» **WORK ORDER**: Filter the material below down to the lines containing the word "rough".

» **RECORD EXTRACTS**:
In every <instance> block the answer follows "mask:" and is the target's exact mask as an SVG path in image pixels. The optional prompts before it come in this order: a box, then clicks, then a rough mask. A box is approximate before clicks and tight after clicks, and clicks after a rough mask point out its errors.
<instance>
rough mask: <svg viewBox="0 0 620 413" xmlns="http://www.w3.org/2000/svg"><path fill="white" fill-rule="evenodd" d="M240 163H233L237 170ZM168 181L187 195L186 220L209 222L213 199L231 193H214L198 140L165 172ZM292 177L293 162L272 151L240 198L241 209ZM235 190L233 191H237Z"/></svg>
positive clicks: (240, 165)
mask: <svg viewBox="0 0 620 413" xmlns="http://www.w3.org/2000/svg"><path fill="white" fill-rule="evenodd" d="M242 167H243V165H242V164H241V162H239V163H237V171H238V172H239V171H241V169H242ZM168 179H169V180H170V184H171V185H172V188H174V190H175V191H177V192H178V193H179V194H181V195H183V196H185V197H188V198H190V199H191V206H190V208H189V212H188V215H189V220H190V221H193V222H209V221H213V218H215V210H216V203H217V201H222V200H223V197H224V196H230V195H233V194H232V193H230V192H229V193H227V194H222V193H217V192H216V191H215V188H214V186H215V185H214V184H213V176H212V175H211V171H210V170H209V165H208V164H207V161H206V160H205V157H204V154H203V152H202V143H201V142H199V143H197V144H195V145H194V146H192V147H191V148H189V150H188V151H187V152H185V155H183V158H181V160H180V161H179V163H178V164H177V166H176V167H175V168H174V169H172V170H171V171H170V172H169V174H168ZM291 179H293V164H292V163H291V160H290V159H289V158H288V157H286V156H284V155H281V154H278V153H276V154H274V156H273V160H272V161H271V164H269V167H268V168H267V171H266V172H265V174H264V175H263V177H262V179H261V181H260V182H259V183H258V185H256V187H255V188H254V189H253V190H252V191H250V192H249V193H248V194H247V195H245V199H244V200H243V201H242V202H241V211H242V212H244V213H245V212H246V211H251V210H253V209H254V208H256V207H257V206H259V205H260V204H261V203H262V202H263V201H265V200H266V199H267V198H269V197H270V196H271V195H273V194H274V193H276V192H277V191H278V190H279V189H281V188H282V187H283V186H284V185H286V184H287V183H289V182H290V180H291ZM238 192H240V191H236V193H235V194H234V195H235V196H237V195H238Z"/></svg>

» **RESPONSE TO THIS TASK**:
In every <instance> block the answer follows "mask:" and is the target's exact mask as an SVG path in image pixels. The optional prompts before it come in this order: a box, then clicks, then a rough mask. A box is approximate before clicks and tight after clicks, and clicks after a rough mask point out its errors.
rough mask: <svg viewBox="0 0 620 413" xmlns="http://www.w3.org/2000/svg"><path fill="white" fill-rule="evenodd" d="M240 163H233L237 170ZM168 181L187 195L186 220L209 222L213 199L231 193H214L198 140L165 172ZM292 177L293 162L272 151L240 198L241 209ZM235 190L233 191H237Z"/></svg>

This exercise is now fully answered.